═══ Data lines

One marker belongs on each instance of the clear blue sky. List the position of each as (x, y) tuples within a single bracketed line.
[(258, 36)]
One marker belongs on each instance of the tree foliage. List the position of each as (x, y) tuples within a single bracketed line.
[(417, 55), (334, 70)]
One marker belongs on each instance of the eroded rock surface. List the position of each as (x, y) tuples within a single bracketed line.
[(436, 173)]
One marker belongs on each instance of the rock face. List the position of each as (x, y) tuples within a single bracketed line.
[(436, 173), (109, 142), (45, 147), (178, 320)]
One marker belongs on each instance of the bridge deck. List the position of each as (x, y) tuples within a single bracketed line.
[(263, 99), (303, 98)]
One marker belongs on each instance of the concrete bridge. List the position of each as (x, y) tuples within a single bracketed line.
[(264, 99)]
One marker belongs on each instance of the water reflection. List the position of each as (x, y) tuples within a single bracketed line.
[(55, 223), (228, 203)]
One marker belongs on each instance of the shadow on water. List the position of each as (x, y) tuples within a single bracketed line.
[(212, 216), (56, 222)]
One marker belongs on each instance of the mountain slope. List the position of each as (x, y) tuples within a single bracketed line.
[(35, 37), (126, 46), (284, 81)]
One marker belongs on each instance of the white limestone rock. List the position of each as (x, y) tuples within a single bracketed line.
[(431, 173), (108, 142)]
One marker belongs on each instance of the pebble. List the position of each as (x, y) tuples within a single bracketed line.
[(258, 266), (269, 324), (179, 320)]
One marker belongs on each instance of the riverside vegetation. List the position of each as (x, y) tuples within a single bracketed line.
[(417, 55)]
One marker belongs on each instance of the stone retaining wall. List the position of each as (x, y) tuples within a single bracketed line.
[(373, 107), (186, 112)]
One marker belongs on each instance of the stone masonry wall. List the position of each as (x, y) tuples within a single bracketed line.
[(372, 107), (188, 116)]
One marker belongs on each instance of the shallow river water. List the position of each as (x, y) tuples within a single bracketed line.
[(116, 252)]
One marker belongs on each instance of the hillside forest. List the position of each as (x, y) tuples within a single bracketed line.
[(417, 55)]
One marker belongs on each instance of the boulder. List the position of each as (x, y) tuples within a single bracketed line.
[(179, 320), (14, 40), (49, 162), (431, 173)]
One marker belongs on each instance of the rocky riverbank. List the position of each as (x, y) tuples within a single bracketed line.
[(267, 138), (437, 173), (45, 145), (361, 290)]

══════

**Aim**.
Please convert every line of the rows above into a JSON list of strings, one string per line, with blank lines left out.

**Output of the task**.
[
  "One marker belongs on each instance of the clear blue sky. List the position of each as (x, y) tuples within a single bracketed line.",
  "[(258, 36)]",
  "One marker belongs on each instance of the tree foliage. List the position of each as (x, y) tuples within a single bracketed line.",
  "[(417, 55), (334, 70)]",
  "One marker belongs on each instance of the eroded rock surface. List the position of each as (x, y) tuples within a single bracketed line.",
  "[(436, 173)]",
  "One marker belongs on each instance of the rock face. List the position of each as (x, y) tuples within a single bracketed line.",
  "[(436, 173), (109, 142), (45, 147), (178, 320)]",
  "One marker belongs on each instance of the bridge deck. List the position of each as (x, y) tuples within a single bracketed line.",
  "[(263, 99), (303, 98)]",
  "One marker belongs on each instance of the concrete bridge. List the position of each as (x, y) tuples within a single bracketed line.",
  "[(264, 99)]",
  "One marker belongs on each instance of the water reflection. List the position of each as (x, y) tuples within a single bracketed line.",
  "[(55, 223), (228, 203)]",
  "One marker belongs on each instance of the shadow on water. List the position of each as (x, y) tuples within a single bracketed line.",
  "[(212, 216), (56, 222)]",
  "One marker belongs on each instance of the mountain slope. List the position of each as (x, y) tuples within a single bracketed line.",
  "[(35, 37), (126, 46), (284, 81)]",
  "One marker belongs on each instance of the white limestone rock. List the position of each as (x, y) tuples within a single bracketed line.",
  "[(431, 173), (108, 142)]",
  "One marker belongs on each instance of the pebble. List the position of each as (x, y) tuples within a single bracketed line.",
  "[(258, 266), (269, 324), (179, 320)]",
  "One marker belongs on each instance of the riverside vegetation. List the position of each as (x, y) tuples within a single bracketed line.",
  "[(417, 55)]",
  "One marker belongs on each instance of the stone retaining wall. List the position of each as (x, y) tuples within a single bracketed line.",
  "[(373, 107), (186, 112)]",
  "One marker belongs on each instance of the stone masonry wall. List the position of each as (x, y) tuples within a single bracketed line.",
  "[(372, 107), (188, 116)]",
  "One marker belongs on each instance of the shallow river water. List the position of each as (x, y) tuples within a single bracketed line.",
  "[(116, 252)]",
  "One marker belongs on each instance of the hillside forest. List the position of each as (x, y) tuples within a single bracketed line.",
  "[(417, 55)]",
  "One marker belongs on each instance of the boulder. List the position of each as (x, y) tuples within a single bracketed line.",
  "[(179, 320), (14, 40), (49, 162), (431, 173)]",
  "One marker belongs on each instance of the rocky riverbank. List the position of each as (x, y) tuples within a single bracketed line.",
  "[(267, 138), (437, 173), (45, 145), (361, 290)]"
]